§ Текст для чтения:
____________________

Слова: «Главрепертком объявляет решительную борьбу по линии искоренения из репертуара произведений, рассчитанных на обслуживание нэпманства и мещанства (шантанно-фокстротной музыки, „цыганщины“)».

Это выдержка из «Репертуарного указателя», т. 2, официального издания Наркомпроса (Сектор искусств, Главрепертком) от 1931 года. А вот еще слова: «Главрепертком предлагает: провести решительную борьбу… с фокстротом, который распространяется через грампластинки, мюзик-холл и эстраду… и является явным продуктом западноевропейского дансинга, мюзик-холла и шантана» (оттуда же, с. 70 и 71). А вот и дела.

На широкой эстраде Московского мюзик-холла расположился оркестр из джаза, саксофонов, банджо и прочих «современных» инструментов, а сбоку в глубоком кресле уютно сидит и сам «маэстро» – Леонид Утесов. Затем «маэстро» встает, обращается к публике с типичными эстрадными пошлостями (вроде того, что, мол, «джаз» – это такой барабан, а «банд» – это мужской род от банды и т. д.) и затем начинает свой «концерт». Начинается концерт с «американского» номера, как громко называет «маэстро» исполняющийся оркестром самый расшатанный фокстрот, тупой, механический, но в большой мере насыщенный той кабацкой «спецификой», по которой так истосковались за последнее время московские нэпманские мамаши и дочки. Дальше следует экскурс в «национальную» музыку – русскую, еврейскую, украинскую – неподражаемая смесь наглости и цинизма. Для простоватых дурачков – удобное прикрытие: берутся якобы под обстрел старые, отжившие песни мещанства царских времен («Утесов перестраивается»). Но есть ли здесь в сколько-нибудь значительной мере элементы «обстрела»? Прикрываясь словами (это, мол, старый быт) и декоративными моментами (спускающиеся изображения попа, еврейского «портного Каца из Парижа» и т. д.), Утесов, по существу, смакует именно эти наиболее типичные для этих старых песен элементы, чем и приводит в неописуемый восторг обывательские души. В той же незначительной части, где старые, псевдонародные песни действительно берутся под обстрел, они «критикуются» с позиций западного фокстротирующего шантана. Только такой смысл имеет грубое осинкопирование всяческих псевдорусских, псевдоукраинских напевов, исполняемых Утесовым.

Имеется в программе и пошленькая офокстроченная полечка, явно рассчитанная на массовое запоминание и воспроизведение в быту, имеются и другие перлы, на которых нет смысла и надобности останавливаться.

Возникают недоуменные вопросы.

Во-первых, какой «линии» придерживается руководство мюзик-холла в вопросах музыкальной политики, на какого потребителя оно ориентируется?

Во-вторых, существует ли при мюзик-холле художественно-политический совет или мюзик-холл принадлежит к числу тех театральных организмов, которым связь с рабочей общественностью не нужна?

И наконец, имеется ли в Главреперткоме хотя бы самый элементарный контроль за исполнением своих собственных постановлений?

____________________

§ Сохраненные записи:
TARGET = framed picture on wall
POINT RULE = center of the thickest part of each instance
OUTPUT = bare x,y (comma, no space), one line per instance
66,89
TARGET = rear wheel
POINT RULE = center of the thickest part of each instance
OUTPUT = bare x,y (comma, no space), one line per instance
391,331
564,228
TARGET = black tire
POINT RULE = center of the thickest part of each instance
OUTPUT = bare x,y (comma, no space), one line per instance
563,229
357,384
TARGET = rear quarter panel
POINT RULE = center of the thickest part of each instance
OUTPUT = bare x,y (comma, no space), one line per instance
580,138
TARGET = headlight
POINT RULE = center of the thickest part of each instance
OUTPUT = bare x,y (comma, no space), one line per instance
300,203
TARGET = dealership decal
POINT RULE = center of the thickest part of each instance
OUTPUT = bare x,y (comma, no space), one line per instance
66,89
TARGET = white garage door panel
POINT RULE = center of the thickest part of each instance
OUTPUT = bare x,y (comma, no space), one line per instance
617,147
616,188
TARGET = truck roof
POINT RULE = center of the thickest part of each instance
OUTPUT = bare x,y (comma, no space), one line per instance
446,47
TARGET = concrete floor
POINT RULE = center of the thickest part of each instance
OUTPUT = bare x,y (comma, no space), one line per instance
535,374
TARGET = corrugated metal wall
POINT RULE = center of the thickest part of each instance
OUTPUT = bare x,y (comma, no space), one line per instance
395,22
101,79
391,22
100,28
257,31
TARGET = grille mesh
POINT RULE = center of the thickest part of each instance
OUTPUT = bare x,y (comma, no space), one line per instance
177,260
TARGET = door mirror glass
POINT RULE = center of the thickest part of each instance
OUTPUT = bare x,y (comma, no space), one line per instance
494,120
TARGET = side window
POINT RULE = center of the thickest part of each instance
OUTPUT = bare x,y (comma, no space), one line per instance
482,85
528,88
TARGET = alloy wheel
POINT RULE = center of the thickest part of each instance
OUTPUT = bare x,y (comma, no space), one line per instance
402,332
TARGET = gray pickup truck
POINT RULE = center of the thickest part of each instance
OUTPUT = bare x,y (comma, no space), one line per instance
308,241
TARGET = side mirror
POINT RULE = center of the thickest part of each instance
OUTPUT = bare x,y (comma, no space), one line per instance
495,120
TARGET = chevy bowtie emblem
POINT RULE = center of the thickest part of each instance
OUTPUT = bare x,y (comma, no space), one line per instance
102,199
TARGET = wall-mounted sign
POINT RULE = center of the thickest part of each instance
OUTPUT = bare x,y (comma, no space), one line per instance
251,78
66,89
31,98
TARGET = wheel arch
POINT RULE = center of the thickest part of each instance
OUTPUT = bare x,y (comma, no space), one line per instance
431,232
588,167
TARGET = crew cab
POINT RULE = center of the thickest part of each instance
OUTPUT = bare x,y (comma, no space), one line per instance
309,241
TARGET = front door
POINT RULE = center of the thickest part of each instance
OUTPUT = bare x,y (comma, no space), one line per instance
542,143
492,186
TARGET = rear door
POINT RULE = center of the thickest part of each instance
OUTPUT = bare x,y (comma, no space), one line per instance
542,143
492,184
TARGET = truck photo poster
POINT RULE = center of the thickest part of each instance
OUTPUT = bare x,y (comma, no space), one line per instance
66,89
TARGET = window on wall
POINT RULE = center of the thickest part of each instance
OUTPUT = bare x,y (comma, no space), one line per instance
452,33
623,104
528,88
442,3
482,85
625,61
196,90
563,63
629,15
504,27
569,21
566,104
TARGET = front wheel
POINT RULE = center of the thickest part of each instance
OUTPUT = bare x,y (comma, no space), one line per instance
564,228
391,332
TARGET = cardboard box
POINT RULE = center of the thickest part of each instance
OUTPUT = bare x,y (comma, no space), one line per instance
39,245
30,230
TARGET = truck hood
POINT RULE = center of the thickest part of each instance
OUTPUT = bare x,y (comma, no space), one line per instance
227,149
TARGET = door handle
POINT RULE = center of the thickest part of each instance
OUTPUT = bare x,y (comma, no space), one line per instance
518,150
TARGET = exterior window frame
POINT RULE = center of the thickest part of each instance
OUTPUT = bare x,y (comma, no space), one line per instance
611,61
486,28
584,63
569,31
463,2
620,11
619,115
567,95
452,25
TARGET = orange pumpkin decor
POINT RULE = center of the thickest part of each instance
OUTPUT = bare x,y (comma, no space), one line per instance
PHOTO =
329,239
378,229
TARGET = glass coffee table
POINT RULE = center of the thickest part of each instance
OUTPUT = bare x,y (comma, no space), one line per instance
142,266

____________________

§ Задания:
1. В каком году вышло издание «Репертуарный указатель», которое цитируется в отрывке о концерте Утесова?
2. Напишите продолжение отрывка о концерте Утесова, начав сразу после его последнего предложения.

§ Результаты заданий:
1. В 1931 году.

2.
 

Утесов и Хенкин [7]

 

Очень одиноко выглядит в оперетте Хенкин[8]. Эстрадная манера его игры вязнет в традиционном ансамбле. Он не может «договориться» со своими партнерами.

Он пытается отстоять свой голос напрасно. Он обретает себя вполне только под прожекторами эстрады. Там он на свободе. Там он играет каждым куском своего тела; кажется, эти «куски» механически сцеплены, он весь какой-то шарнирный, эта голова с наклоном вбок, этот кулак, неожиданно выбежавший вперед, эти чуть чаплиновские ноги; он играет этими «кусками» рассчитанно, с экспрессией, с виртуозностью жонглера.

Все – для выразительности текста.

Возможно, он дал бы больше. Но для этого нужна опора со стороны, точка опоры. Чтобы максимально развернуться, нужен… партнер, другой, третий, ансамбль. Но, подчеркиваем, не обычный, а именно эстрадный ансамбль, владеющий тем же стилем игры. Когда-то Хенкин чувствовал это и нашел себе партнера, партнер назывался «Хор братьев Зайцевых»[9], но, почему-то не договорившись, расстался с ним.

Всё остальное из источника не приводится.